List every line of the data below that contains the string "lawn", copying each line in full. Treat the match as case-sensitive.
——
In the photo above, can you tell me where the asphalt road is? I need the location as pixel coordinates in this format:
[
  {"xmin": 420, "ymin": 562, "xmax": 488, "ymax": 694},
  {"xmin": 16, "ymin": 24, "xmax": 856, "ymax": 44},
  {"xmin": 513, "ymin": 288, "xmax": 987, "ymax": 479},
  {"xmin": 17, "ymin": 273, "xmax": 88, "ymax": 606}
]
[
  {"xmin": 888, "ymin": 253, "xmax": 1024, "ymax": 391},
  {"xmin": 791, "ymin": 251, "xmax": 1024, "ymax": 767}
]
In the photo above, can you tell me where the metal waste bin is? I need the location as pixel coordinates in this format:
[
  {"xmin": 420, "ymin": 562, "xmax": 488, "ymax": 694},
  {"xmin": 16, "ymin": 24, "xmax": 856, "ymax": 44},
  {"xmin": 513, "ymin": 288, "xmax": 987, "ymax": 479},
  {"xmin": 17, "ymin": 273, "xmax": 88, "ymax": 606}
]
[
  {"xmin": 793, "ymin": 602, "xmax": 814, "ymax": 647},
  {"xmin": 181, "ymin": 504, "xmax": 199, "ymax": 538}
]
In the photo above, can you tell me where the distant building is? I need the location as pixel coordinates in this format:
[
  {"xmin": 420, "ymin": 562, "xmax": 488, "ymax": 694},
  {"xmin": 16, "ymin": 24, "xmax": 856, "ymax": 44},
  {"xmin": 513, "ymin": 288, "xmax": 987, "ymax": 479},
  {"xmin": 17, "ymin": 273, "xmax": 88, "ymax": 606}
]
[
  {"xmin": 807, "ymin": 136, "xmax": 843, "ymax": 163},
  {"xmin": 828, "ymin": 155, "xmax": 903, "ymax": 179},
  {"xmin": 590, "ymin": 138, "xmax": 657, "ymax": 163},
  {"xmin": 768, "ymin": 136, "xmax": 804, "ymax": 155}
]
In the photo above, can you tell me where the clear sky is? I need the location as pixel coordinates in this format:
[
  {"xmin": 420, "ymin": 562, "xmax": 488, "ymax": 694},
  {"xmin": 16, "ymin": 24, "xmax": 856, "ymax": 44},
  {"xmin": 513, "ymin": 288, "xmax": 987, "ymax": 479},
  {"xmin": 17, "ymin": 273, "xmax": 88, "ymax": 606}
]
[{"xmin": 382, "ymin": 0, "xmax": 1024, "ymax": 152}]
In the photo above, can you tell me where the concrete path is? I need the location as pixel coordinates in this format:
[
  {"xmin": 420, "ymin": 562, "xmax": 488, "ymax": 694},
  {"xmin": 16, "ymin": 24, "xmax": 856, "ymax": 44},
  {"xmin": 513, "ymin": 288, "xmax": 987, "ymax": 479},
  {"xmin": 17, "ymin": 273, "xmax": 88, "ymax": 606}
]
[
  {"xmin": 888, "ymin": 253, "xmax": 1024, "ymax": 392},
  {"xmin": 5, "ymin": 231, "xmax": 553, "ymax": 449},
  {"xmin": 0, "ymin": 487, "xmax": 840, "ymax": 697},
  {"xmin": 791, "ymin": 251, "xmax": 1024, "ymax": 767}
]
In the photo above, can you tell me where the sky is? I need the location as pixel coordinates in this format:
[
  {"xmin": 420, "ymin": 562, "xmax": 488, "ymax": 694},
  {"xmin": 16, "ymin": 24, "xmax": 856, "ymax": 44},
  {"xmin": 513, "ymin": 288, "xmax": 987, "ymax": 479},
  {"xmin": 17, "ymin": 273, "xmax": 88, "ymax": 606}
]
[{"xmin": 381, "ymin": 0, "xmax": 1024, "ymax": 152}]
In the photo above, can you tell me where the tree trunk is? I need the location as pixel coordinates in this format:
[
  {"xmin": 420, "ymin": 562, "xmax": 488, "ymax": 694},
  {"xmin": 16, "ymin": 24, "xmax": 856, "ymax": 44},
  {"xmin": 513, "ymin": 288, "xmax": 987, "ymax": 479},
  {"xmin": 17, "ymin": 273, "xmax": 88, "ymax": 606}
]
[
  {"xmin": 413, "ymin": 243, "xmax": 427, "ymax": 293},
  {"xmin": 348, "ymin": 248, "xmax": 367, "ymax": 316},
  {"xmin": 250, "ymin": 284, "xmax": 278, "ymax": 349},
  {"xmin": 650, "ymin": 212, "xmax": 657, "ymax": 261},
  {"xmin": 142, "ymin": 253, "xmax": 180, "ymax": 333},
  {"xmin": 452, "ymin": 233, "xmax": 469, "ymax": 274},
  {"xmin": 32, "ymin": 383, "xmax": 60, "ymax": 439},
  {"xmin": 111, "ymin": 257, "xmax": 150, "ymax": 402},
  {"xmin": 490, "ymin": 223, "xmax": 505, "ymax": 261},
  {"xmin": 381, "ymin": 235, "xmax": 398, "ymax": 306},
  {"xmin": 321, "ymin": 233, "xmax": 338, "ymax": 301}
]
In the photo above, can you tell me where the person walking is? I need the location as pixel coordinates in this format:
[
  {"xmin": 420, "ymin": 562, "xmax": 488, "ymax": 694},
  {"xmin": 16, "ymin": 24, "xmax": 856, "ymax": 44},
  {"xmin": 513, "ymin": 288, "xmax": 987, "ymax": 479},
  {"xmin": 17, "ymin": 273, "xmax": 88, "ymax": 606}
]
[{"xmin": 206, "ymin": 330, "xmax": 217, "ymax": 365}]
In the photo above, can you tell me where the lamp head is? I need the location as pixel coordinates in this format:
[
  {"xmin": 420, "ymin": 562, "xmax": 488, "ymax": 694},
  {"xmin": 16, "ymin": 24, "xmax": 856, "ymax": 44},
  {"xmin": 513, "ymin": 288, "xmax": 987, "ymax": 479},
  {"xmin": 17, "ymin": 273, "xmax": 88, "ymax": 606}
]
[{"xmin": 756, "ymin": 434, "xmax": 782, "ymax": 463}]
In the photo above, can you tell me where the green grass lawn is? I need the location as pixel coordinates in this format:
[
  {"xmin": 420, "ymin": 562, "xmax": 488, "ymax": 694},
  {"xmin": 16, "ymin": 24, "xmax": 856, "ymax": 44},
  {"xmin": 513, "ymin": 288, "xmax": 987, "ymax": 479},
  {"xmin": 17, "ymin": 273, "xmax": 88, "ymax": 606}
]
——
▶ Response to this exercise:
In the photo above, can you tell me where the green grass lawn is? I need the location as pixel coordinates in this format:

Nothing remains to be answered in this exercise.